╭─ Extract

Ok, so most of the time when networking, you are walking into a room that already has a number of people – and they all seem like they are already talking to someone. Great, now what?

What you have to remember is that unlike a dinner party, many of the people talking to each other just met a minute ago, you are not interrupting lifelong friends catching up. Still breaking into a conversation can be intimidating. There are so many ways to do this, I will need a number of posts.

If you are going to an event where you are totally new and expect not to know a soul, try engaging the staff or board.

  1. Email before the event and ask a question or two. It can be anything from directions to what type of people usually come. When you arrive, ask the check in staff to point out the person you were emailing so you can introduce yourself and thank them for their help. It will be easier because you already have started a relationship by phone or email, and it is a good excuse to break in if the person is already talking to someone.

╰─
╭─ Available data

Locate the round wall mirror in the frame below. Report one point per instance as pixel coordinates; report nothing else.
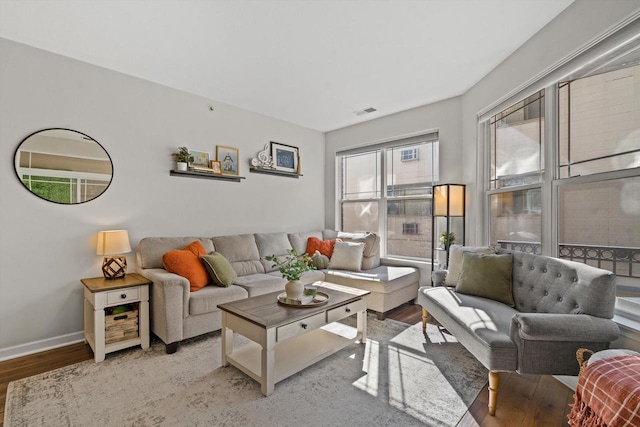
(63, 166)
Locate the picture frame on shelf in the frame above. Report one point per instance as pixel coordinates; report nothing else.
(285, 157)
(200, 158)
(215, 167)
(228, 158)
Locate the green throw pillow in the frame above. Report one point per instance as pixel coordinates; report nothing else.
(488, 276)
(219, 269)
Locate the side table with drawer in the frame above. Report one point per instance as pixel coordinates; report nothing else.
(106, 333)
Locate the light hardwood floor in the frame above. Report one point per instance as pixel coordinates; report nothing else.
(523, 400)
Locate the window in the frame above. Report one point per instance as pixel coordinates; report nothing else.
(598, 161)
(381, 191)
(410, 228)
(410, 154)
(585, 205)
(516, 165)
(599, 116)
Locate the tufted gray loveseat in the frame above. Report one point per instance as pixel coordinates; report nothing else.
(560, 306)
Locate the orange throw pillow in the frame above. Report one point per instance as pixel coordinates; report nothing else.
(186, 263)
(325, 247)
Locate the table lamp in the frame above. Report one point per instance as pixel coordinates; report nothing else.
(115, 243)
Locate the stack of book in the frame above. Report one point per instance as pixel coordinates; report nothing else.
(201, 169)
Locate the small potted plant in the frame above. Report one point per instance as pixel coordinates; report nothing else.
(291, 266)
(447, 239)
(182, 158)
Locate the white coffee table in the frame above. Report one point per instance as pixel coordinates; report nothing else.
(286, 339)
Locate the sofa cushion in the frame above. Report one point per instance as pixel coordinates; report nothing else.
(207, 299)
(487, 276)
(299, 240)
(455, 261)
(241, 251)
(307, 277)
(544, 284)
(150, 250)
(272, 244)
(347, 256)
(325, 247)
(186, 263)
(371, 253)
(480, 324)
(259, 284)
(383, 279)
(219, 269)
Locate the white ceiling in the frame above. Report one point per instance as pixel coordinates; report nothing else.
(313, 62)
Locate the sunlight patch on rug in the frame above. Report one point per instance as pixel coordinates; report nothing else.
(399, 377)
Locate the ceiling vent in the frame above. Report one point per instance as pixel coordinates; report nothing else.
(365, 111)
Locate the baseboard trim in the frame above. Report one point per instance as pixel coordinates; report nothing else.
(41, 345)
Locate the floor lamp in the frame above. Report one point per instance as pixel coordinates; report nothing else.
(448, 201)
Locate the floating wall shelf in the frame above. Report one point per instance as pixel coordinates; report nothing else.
(275, 172)
(206, 175)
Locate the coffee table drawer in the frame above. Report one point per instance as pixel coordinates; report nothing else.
(345, 311)
(300, 327)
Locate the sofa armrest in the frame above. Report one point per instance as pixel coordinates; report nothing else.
(170, 303)
(563, 327)
(438, 277)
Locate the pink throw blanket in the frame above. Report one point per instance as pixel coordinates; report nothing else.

╰─

Exercise requirements:
1/ Repeat the entries word for word, starting at the line that contains "Locate the sofa armrest" and ending with the final entry.
2/ Continue the networking advice from its last sentence.

Results by task:
1/
Locate the sofa armrest in the frame above. Report one point per instance as pixel coordinates; report nothing else.
(170, 303)
(563, 327)
(438, 277)
Locate the pink throw blanket in the frame above. Report one point per instance as pixel coordinates; report nothing else.

2/
  2. Find the board members. If the person you were emailing is the person at the desk, then you need another option. They don’t have time to talk to you. Ask them to point out the board members or other leaders – a membership chair is good, they always want to talk to potential members. You can say “I’m new and Mary suggested I introduce myself to you.”
  3. Ask for an introduction. The board member should know many of the attendees, so use them to get you to a good prospect. Tell them briefly what you do and the type of people you hope to meet. Ask them if there is anyone there you should definitely meet. Every board member I have ever known will walk you right over and get the next conversation started.